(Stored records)
=====
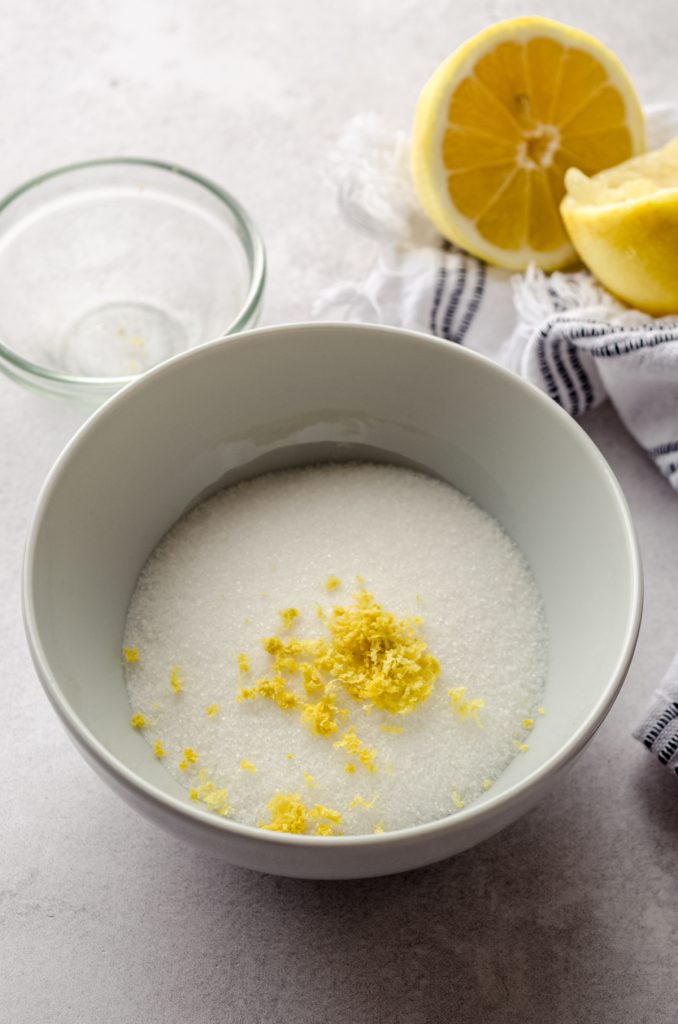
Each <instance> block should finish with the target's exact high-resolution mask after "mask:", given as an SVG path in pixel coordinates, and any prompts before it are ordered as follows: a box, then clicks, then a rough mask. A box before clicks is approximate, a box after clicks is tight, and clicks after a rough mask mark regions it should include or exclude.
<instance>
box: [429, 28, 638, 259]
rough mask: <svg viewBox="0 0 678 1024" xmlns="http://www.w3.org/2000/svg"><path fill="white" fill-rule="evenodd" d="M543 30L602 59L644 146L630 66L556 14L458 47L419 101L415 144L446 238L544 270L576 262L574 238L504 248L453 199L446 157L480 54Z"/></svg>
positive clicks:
=====
**What you have to do**
Reproduce the material above line for line, omitting the pictures.

**Result of the exercise**
Each <instance> block should finish with the target's exact high-resolution mask after "mask:", given as an SVG path in pixel coordinates, and any prompts before it are ordered as follows: a box, then clicks, then a rough mask. A box before clicks is approximate, a box after clicks is tight, and clicks after a rough mask mark regions it should include or exclude.
<instance>
box: [429, 28, 638, 259]
rough mask: <svg viewBox="0 0 678 1024" xmlns="http://www.w3.org/2000/svg"><path fill="white" fill-rule="evenodd" d="M543 30L602 59L644 146L630 66L556 14L458 47L419 101L415 144L446 238L544 270L576 262L574 238L504 248L453 199L446 157L480 54Z"/></svg>
positive clicks:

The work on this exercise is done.